> Short problem
Copy out the entries below in full and exactly.

> Information shown
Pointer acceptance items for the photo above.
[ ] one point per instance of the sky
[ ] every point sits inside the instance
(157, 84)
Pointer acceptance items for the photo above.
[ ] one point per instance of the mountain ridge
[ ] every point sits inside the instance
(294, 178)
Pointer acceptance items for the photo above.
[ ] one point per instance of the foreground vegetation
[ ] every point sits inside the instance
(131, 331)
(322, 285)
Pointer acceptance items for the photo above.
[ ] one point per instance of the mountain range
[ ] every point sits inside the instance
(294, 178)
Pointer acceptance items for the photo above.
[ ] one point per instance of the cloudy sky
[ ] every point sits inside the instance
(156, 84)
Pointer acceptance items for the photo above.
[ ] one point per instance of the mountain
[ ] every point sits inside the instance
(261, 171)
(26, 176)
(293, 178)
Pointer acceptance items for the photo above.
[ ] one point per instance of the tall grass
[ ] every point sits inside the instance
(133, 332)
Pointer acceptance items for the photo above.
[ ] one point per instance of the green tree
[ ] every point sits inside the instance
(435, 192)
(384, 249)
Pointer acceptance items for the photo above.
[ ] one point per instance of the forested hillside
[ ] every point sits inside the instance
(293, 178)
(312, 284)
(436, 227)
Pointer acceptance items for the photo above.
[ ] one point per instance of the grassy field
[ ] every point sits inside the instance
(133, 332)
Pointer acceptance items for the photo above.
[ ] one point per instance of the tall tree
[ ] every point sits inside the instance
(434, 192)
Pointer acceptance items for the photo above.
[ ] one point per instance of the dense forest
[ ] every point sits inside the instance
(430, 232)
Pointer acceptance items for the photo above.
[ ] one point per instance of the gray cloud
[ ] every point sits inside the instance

> Result
Pointer acceptance items for the photo above.
[ ] one point per instance of the sky
[ ] every point sits inside the instance
(157, 84)
Pointer acceptance items for the photo above.
[ ] one point per instance of the mountain ridge
[ ] every point sits inside the instance
(294, 178)
Pointer acceptance items for the photo above.
[ ] one point per instance of the foreground vegetation
[ ] every point sits inside the instance
(131, 331)
(322, 285)
Pointer acceptance items for the photo above.
[ ] one point per instance of the mountain range
[ ] every point sits inside the instance
(294, 178)
Pointer acceptance items for the photo above.
[ ] one point per instance of the cloudy sky
[ ] every point sits inside the instance
(156, 84)
Pointer acceptance items for the photo above.
[ ] one point per instance of the mountain
[ ] every point sits inside the instance
(261, 171)
(26, 176)
(293, 178)
Pointer acceptance items for the photo above.
[ ] one point per instance of the tall grass
[ ] every point sits inside the instance
(133, 332)
Pointer acceptance items for the photo above.
[ ] one point per instance of the green tree
[ ] every point sits inside the instance
(435, 192)
(384, 249)
Pointer acceptance items for the photo above.
[ ] one point per instance of the forested hillside
[ ] every point sits inside the instance
(293, 178)
(312, 284)
(436, 227)
Pointer acceptance items for the photo above.
[ ] one point per instance of the grassy field
[ ] every point sits inside the instance
(133, 332)
Pointer acceptance items for the photo above.
[ ] one point per instance of the tall tree
[ ] every point sits inside the instance
(434, 192)
Pointer acceptance items for the photo above.
[ ] one point per instance of the dense forest
[ ] every point sits inside the instance
(430, 232)
Pointer acceptance items for the photo above.
[ ] one point per instance of the gray cloud
[ ] every point sits inside the instance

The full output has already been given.